- _What the task asks_
For the word "bench", state how many lines below contain it. Give no other text.
━━━ Input
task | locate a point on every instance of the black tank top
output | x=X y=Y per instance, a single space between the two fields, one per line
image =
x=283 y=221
━━━━━━
━━━ Input
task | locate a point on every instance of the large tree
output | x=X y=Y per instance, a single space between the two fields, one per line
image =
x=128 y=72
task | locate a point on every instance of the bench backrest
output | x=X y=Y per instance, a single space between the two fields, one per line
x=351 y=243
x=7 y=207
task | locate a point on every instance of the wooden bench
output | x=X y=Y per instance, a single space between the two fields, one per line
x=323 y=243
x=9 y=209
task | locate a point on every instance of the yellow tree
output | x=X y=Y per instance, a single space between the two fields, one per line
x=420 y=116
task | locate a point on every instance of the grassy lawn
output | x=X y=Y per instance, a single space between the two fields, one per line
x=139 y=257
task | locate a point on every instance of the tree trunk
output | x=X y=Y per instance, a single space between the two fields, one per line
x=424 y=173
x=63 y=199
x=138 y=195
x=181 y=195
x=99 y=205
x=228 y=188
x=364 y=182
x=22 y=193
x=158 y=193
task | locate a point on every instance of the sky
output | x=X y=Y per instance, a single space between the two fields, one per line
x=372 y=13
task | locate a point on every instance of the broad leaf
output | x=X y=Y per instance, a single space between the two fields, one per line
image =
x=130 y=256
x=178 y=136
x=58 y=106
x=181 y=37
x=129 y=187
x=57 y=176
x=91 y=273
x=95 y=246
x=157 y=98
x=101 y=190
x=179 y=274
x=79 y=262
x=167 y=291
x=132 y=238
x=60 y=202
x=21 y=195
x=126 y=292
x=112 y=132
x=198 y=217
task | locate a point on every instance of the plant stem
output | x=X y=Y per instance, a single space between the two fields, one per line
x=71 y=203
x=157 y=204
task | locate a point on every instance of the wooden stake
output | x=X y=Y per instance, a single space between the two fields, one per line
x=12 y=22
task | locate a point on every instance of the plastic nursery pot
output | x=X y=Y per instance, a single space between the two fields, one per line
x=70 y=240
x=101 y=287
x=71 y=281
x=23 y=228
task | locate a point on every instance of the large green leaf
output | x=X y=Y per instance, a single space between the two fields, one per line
━━━━━━
━━━ Input
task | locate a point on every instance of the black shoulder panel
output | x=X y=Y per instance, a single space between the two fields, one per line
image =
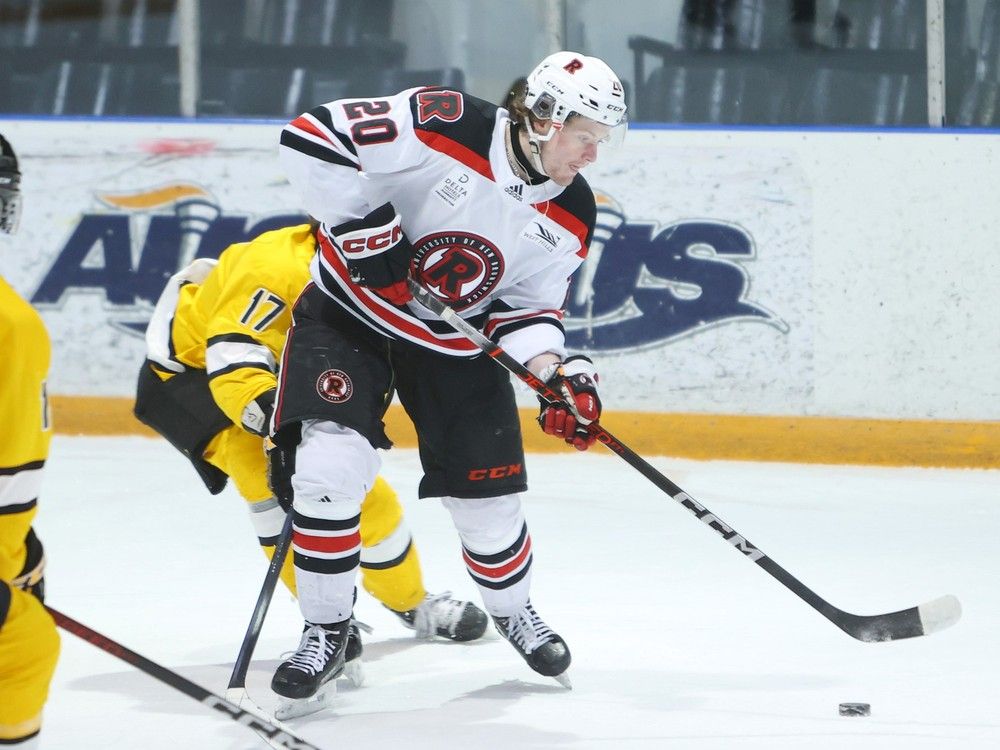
━━━━━━
- _Result_
2